*Dati in ingresso:*
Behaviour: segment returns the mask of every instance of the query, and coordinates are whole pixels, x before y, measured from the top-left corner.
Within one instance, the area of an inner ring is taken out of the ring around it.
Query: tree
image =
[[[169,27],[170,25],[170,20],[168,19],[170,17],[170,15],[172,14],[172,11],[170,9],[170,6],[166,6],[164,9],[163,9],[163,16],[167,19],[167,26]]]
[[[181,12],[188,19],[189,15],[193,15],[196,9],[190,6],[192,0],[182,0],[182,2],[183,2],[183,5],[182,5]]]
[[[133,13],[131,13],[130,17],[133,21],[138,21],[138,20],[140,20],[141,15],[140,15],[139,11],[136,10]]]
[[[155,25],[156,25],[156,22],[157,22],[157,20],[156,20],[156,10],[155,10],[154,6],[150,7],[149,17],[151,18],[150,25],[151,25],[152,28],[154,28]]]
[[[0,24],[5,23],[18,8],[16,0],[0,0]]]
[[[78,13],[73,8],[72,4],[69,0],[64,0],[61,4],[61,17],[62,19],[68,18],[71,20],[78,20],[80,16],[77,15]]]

*Obiettivo:*
Conta le righe delle voci in cui compare la parola "instance" e scrivi soltanto il numero, per favore.

*Soluzione dell'esercizio:*
2